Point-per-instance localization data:
BEGIN

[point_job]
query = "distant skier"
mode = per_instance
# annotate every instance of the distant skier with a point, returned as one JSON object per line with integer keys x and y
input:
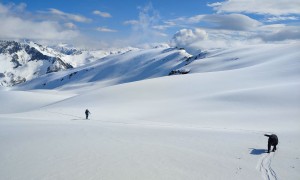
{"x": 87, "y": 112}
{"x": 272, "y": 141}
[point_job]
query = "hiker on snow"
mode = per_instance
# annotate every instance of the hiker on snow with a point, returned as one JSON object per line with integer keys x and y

END
BEGIN

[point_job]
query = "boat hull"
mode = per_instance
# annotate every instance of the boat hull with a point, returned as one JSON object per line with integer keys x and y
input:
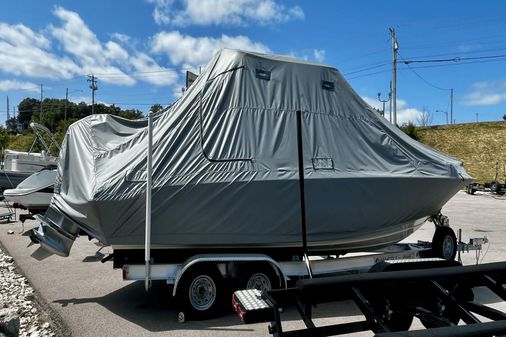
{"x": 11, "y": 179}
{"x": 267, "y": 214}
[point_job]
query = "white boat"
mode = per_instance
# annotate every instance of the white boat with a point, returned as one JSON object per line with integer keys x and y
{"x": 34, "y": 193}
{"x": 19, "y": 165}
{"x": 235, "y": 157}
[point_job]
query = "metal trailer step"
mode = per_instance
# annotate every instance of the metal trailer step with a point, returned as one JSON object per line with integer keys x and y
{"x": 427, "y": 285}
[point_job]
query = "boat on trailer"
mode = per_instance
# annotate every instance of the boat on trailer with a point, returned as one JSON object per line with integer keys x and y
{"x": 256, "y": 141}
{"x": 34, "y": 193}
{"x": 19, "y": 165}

END

Identify the lines above with the word "skier". Copy them.

query = "distant skier"
# annotate every instance of the distant skier with a point, returned as one JSON object per line with integer keys x and y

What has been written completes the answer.